## Aim of the task
Rewrite the lines below with every "pick out" switched to "mark" and nothing else altered, and leave the pictures out of your copy.

## Exercise inputs
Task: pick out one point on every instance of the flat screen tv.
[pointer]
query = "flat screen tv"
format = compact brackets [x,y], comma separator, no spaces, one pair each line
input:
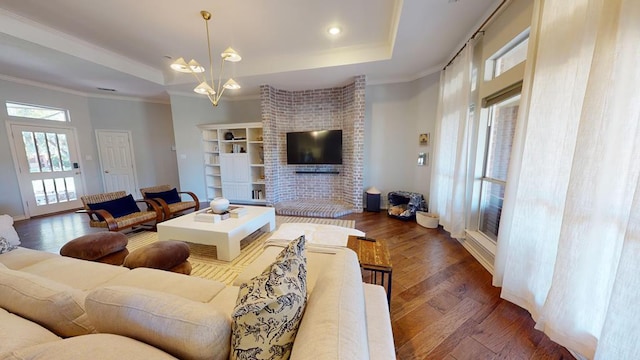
[314,147]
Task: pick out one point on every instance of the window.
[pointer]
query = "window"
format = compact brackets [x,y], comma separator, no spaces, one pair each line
[503,116]
[509,56]
[37,112]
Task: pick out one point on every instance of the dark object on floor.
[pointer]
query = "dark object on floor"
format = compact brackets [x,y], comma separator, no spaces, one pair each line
[164,255]
[403,204]
[108,247]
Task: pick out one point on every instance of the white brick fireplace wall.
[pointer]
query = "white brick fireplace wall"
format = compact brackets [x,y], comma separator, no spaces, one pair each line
[335,108]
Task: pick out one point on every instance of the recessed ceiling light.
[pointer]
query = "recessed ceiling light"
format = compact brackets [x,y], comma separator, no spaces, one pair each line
[334,30]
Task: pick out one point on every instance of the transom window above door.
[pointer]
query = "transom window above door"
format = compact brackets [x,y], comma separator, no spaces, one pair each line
[37,112]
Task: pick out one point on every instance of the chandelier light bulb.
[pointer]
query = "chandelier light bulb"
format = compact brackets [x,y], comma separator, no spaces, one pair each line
[231,85]
[204,89]
[230,55]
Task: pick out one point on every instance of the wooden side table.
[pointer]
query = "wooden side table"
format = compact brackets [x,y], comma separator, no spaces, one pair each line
[373,256]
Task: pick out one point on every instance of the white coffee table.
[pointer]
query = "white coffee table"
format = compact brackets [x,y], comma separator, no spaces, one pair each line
[224,235]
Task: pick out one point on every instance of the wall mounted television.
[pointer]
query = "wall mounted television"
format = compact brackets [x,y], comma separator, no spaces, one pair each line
[321,147]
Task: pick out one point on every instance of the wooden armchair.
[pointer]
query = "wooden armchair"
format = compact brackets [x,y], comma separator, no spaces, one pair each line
[170,200]
[117,210]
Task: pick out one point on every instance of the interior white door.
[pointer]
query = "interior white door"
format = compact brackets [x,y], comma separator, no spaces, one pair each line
[48,166]
[117,161]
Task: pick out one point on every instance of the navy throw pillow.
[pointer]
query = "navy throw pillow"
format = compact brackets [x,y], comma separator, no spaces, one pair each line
[169,196]
[118,207]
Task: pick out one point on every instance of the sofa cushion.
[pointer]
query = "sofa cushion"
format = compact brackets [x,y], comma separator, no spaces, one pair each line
[95,246]
[183,328]
[118,207]
[55,306]
[169,196]
[66,270]
[22,257]
[333,325]
[270,306]
[7,231]
[188,287]
[17,332]
[89,347]
[6,246]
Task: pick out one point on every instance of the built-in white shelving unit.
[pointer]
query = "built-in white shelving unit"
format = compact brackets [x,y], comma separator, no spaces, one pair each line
[234,162]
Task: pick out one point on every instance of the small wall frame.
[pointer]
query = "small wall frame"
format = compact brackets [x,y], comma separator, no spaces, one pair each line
[423,139]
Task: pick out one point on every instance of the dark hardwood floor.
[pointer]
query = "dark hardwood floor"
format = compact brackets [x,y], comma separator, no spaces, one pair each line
[443,305]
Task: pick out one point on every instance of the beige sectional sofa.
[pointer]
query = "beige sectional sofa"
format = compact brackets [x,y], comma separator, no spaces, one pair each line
[54,307]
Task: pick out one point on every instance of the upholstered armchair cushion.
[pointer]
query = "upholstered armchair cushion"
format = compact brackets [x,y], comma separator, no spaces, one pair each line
[169,196]
[118,207]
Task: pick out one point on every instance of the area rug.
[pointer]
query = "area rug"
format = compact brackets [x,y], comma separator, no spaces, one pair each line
[204,260]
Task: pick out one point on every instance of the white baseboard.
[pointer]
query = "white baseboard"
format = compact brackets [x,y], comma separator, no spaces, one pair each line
[480,250]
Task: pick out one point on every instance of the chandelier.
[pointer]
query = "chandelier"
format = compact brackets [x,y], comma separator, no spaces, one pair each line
[208,86]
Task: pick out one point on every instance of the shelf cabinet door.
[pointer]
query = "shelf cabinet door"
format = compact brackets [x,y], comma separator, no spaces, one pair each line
[235,168]
[236,191]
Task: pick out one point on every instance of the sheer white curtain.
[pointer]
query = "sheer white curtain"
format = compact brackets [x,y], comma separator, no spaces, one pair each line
[447,195]
[569,241]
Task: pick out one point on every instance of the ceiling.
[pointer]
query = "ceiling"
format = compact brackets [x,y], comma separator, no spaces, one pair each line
[128,45]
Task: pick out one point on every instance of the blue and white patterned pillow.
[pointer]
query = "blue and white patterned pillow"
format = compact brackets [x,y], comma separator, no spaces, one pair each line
[270,306]
[5,245]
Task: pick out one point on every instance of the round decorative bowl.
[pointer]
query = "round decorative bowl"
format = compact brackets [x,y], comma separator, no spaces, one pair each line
[219,205]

## The result
Task: mark one point on every instance of the flat screen tv.
[pointer]
query = "flat screen tv"
format = compact brackets [x,y], comma separator, no spaces, one pair each line
input:
[314,147]
Task: mark one point on every instance of the window.
[pointer]
query = "window"
format = compact brackets [x,y], comma separator, no spaces, one pair each line
[503,116]
[509,56]
[37,112]
Task: mark one point on every instance of the dark object on floor.
[pointer]
query = "dark object on floor"
format = compact brackets [x,y], comma separator, no spaces, one pair each line
[164,255]
[403,204]
[108,247]
Task: mark one point on every instance of the white brick fireplace wall.
[pointer]
query = "white brick fireplace wall"
format = compact brackets [x,y], comma separator, no spaces, one pair each line
[335,108]
Task: mark one point on every instance of the recessed ceiling light.
[pointer]
query = "recessed ceiling light"
format = compact brackets [x,y], comma separator, no spaces, one pair each line
[334,30]
Task: mark one point on every instance of the transom window above door.
[pointer]
query = "transom window above door"
format = compact brackets [x,y], comma separator, no spaces, one pair each line
[37,112]
Task: mark one point on every instance of the chandelier light bulb.
[pointer]
query = "chandelier light bulb"
format = compact brackets [x,y], comma separator, no spaces, one pair each line
[231,85]
[204,89]
[230,55]
Task: mark one point on every instance of the wooden side table.
[pointer]
query = "wooden side table"
format = compact brackets [x,y], comma separator, no spaces, one pair each line
[373,256]
Task: mark one point on every instance of the white coffee table.
[pointer]
query = "white coffee table"
format = compact brackets [x,y], comma separator, no spaces, one pair each line
[224,235]
Task: mark one point on every instance of the wall mounted television.
[pointer]
query = "wall mounted television"
format = compact brackets [x,y], comma separator, no spaces, one pair each line
[321,147]
Task: mark one point on every instance of the wooden armchair.
[pointer]
query = "wooden armchair"
format = compact brackets [x,y], comma separator, no spaces, one pair each line
[170,200]
[117,210]
Task: mark one point on every instance of the interior white door.
[pointer]
query = "interior white door"
format = compact brackets [x,y], comma separator, no spaces, one pair each line
[48,166]
[117,161]
Task: mark one point on every instance of the navy throw pillow.
[pointer]
query = "navy throw pillow"
format = compact brackets [x,y], comma separator, no spaces, one pair each line
[169,196]
[118,207]
Task: mark one point on every instance of the sofa cushion.
[pointer]
query = "sofa cushion"
format = compact brackets [x,y], comma separator, no spaces, one pair each line
[95,246]
[183,328]
[118,207]
[55,306]
[169,196]
[66,270]
[22,257]
[333,325]
[270,306]
[7,231]
[188,287]
[17,332]
[89,347]
[6,246]
Task: mark one point on every instance of the built-in white shelving unit.
[pointer]
query = "built-in white shelving unit"
format = compact brackets [x,y], comma separator, no spaces, one pair each line
[234,162]
Task: mark one point on every instance of the small wall frame.
[pointer]
query = "small wall frame"
format = compact brackets [x,y], comma separator, no spaces, one pair each line
[423,139]
Task: mark one point on every instance of the dark hardwood floor.
[pointer]
query = "dark hardwood floor"
format = compact brackets [x,y], comma separator, no spaces, one pair each line
[443,305]
Task: mark one point on every instance of the beige sectional sofa.
[pointer]
query = "beige sectional sofa"
format = compact brackets [x,y], comma separator, no spaces, one pair each line
[54,307]
Task: mark one point on every instance of the upholstered armchair cushion.
[pointer]
query = "upholstered armchair cushion"
format = compact brackets [x,y], comma separator, no spaces, one pair each line
[169,196]
[118,207]
Task: mark one point on every instance of the area rug.
[pointer]
query = "area rug"
format = compact brackets [x,y], comma separator, no spaces, one pair each line
[204,260]
Task: mark one point on every instance of the white baseboard.
[pointer]
query = "white baseboard"
format = compact brackets [x,y], comma separator, no spaces, one pair each line
[480,250]
Task: mark one point on every instance of the chandelier.
[pointer]
query = "chandelier"
format = compact brackets [x,y], comma separator, no spaces, one pair each line
[208,86]
Task: mark one point on every instance of the shelf cabinet door.
[pointer]
query = "shelf cabinet door"
format = compact brackets [x,y], comma separator, no spaces, one pair each line
[235,168]
[236,191]
Task: mark one point on every instance of the sheer white curtain.
[pointer]
query = "sheer white curtain"
format = compact brackets [x,y], comma separator, no spaces, one pair each line
[447,195]
[569,241]
Task: mark one point on every instance of the ceiling.
[pointer]
query = "ceiling"
format = compact brackets [x,y], comma separator, no spaces, one pair each line
[128,45]
Task: mark one point on every instance of the blue and white patterned pillow.
[pointer]
query = "blue and white patterned pillow"
format = compact brackets [x,y], comma separator, no spaces, one pair each line
[270,306]
[5,245]
Task: mark one point on every instance of the round decorative bowl.
[pointer]
query = "round decorative bowl"
format = compact brackets [x,y], comma separator, no spaces, one pair each line
[219,205]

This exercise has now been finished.